▶ _Directive_
Write out precisely the lines beginning with the line that contains "Exercise. Point out the white table" and ending with the last line of the entries, and no other lines.

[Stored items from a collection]
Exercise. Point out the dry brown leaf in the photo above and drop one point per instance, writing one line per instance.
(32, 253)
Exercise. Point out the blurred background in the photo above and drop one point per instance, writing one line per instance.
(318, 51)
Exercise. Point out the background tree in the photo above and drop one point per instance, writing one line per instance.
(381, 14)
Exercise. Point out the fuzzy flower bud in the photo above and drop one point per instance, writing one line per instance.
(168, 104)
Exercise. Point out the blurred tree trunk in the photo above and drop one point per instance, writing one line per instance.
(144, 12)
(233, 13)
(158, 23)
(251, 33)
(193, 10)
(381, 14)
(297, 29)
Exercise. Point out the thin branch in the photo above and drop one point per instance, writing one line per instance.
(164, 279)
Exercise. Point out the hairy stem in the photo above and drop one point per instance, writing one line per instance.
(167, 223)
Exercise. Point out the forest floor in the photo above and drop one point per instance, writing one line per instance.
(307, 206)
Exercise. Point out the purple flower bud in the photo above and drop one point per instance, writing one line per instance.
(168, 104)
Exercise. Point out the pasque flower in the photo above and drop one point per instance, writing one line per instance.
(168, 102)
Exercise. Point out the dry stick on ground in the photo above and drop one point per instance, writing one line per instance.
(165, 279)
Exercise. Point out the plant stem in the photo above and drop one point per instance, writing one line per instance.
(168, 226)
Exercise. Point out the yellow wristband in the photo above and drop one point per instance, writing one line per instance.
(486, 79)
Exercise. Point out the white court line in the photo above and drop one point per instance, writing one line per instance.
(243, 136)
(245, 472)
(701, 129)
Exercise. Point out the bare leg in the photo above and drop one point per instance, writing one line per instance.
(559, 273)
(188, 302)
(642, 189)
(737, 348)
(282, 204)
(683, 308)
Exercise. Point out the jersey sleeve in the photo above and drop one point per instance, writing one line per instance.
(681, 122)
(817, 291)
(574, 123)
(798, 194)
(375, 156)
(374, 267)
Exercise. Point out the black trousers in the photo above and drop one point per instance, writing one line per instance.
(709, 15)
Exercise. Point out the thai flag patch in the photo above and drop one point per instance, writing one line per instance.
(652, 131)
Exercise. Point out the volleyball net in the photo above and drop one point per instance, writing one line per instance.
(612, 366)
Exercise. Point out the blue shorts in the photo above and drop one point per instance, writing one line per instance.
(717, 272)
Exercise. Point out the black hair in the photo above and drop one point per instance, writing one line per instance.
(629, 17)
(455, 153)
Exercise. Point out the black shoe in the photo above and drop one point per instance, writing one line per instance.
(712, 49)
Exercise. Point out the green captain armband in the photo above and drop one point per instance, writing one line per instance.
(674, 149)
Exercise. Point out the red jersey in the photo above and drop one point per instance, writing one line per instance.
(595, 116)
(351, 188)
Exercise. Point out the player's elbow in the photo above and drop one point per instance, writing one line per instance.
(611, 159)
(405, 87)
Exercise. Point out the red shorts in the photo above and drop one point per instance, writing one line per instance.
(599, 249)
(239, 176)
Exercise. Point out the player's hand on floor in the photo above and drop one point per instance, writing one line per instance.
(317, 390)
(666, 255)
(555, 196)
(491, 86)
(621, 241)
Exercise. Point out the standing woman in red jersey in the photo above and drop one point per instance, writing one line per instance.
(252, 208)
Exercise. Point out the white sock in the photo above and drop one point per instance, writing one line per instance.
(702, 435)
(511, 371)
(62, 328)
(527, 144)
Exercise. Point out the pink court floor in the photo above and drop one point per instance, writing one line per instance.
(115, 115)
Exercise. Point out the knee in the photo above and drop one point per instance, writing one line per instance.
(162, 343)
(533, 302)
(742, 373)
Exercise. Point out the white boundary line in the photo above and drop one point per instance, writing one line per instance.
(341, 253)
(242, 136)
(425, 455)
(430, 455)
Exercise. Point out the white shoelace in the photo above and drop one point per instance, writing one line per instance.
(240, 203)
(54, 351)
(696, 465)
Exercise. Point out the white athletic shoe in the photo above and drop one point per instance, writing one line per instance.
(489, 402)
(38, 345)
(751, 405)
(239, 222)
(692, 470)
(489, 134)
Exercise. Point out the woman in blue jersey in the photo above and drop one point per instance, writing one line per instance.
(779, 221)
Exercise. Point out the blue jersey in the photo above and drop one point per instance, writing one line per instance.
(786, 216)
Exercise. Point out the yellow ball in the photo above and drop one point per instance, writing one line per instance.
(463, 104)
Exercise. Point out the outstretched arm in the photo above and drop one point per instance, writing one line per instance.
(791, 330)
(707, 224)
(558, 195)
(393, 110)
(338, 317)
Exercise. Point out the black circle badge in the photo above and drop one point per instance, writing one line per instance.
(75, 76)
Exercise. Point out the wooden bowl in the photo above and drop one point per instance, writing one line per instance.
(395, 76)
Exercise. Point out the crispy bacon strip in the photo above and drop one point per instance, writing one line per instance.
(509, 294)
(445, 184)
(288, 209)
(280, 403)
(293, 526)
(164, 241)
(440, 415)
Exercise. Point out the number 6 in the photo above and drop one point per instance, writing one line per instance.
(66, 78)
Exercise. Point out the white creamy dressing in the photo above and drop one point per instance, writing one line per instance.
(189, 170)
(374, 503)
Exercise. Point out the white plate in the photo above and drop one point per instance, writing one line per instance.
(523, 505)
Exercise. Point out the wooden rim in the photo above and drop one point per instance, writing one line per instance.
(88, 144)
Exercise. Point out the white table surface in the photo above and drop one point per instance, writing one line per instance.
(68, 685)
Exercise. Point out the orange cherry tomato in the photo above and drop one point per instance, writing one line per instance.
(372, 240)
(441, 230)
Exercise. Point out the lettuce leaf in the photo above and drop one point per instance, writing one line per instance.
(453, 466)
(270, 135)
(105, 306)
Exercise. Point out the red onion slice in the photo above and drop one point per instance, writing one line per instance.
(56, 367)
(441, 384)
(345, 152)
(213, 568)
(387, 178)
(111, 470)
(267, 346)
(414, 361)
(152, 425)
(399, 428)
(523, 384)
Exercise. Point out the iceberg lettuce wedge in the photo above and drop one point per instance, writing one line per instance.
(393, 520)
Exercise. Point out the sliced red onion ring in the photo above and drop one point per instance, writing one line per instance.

▶ _Response for this exercise_
Exercise. Point out the white table surface in the photo above and drop one point per instance, writing one line per instance.
(68, 685)
Exercise. Point out the orange cherry tomato in the photo above and drop one point per instance, writing one line per instance.
(372, 240)
(441, 230)
Exercise. Point out the lettuce leaf in the photo above and drop one point per instance, writing one line per instance.
(453, 466)
(270, 135)
(105, 306)
Exercise. Point out the red onion slice in the photo above and drop one point per instance, writing one line per instance.
(56, 367)
(441, 384)
(345, 152)
(213, 568)
(387, 178)
(111, 470)
(267, 346)
(414, 361)
(152, 425)
(399, 428)
(523, 384)
Exercise. Point out the iceberg lettuce wedge in the photo above and drop one point per instance, writing one line per instance.
(393, 520)
Exercise. Point out the sliced red onion ring in the photo above and drop one point per instance, writing one line per instance.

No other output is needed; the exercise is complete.